• Source document

*-*-*

186 N.E. 460 | Ohio Ct. App. | 1933
On January 19, 1929, Jennie R. Silverman executed and delivered to the Red Star Transportation Company a certain lease for a portion *534 of real estate then owned by her, to wit, a part of what is known as the Clarendon Hotel building, in the city of Zanesville, Ohio. This lease was for a period of three years from and after February 1, 1929, and provided for the payment of rental in the sum of fifty-four hundred dollars in monthly installments of one hundred and fifty dollars, payable on the first day of each and every month.
On June 28, 1929, the Red Star Transportation Company assigned this lease to Pioneer Transportation, Inc., which assignment was on the same day accepted, and by this assignment the assignee assumed and agreed to make the payments and perform the covenants and conditions of the lease. On July 6, 1929, Jennie R. Silverman consented to this assignment.
Shortly thereafter, the Red Star Transportation Company, having paid the rental until that time, vacated the premises and the Pioneer Transportation, Inc., took possession, and paid the rent as called for by the lease until May, 1931. No rental was paid for the last nine months of the lease.
An action was brought in the court of common pleas of Muskingum county by Jennie R. Silverman against both the transportation companies. The amended petition, on which the case was tried, prayed for thirteen hundred and fifty dollars, the amount of the nine months rent unpaid. The matter was contested by the Red Star Transportation Company, which filed an amended answer and cross-petition.
The defense in the amended answer was in substance that the Red Star Transportation Company was a motor transportation company, engaged in transporting passengers for compensation, under authority of a certificate issued by the Public Utilities Commission of Ohio, and was a public utility; that the lease constituted "evidence of indebtedness, payable at periods of more than twelve months after the date thereof;" that the same was never authorized by an order of the *535 Public Utilities Commission of Ohio, and was therefore not a valid obligation of the company.

*-*-*

• Material shown

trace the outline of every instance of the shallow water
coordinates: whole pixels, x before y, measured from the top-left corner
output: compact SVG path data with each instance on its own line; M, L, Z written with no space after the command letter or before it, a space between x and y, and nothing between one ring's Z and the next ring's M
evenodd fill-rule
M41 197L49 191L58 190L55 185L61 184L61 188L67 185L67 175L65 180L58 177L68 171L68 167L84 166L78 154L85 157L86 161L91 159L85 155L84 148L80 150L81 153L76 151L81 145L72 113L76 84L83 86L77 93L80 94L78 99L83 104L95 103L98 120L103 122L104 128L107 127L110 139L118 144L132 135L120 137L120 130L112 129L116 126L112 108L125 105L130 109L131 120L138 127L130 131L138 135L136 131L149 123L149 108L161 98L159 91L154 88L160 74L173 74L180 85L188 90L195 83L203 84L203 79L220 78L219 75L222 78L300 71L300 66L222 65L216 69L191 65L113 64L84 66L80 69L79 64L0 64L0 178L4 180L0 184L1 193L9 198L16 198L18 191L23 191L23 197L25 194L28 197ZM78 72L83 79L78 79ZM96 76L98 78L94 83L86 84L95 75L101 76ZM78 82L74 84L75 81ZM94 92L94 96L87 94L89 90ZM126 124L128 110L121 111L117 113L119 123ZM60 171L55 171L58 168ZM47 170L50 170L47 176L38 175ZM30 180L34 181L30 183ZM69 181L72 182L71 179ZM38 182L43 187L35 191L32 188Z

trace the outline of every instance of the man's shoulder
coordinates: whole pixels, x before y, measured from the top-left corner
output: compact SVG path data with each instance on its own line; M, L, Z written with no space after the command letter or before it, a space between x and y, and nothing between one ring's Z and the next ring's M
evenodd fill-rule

*-*-*

• Instruction A
According to the court opinion, how much did the amended petition pray for?
• Instruction B
Proceed with the court opinion, starting after its last sentence.
The records have no connection to the court opinion.

• Task answer A
Thirteen hundred and fifty dollars, the amount of the nine months' unpaid rent.

• Task answer B
The cross-petition sought a reformation of the assignment of the lease and consent thereto, averring that the consent "by mistake failed to include any such consent or agreement to release this defendant, The Red Star Transportation Company, from liability for all payments of rent thereafter to be made, and from the performance of the covenants and conditions of said agreement of lease; and this defendant, The Red Star Transportation Company, accepted said written consent to the assignment, under the mistaken belief that the same did release it from all liability for payments of rent thereafter to be made."
A reply was filed, denying that the claim was not a valid obligation of the Red Star Transportation Company, and an answer was filed to the cross-petition denying that there was any mistake as alleged.
The case was tried to the court of common pleas; a jury being waived. A judgment was entered for the amount claimed in the amended petition, and from this judgment error is prosecuted to this court.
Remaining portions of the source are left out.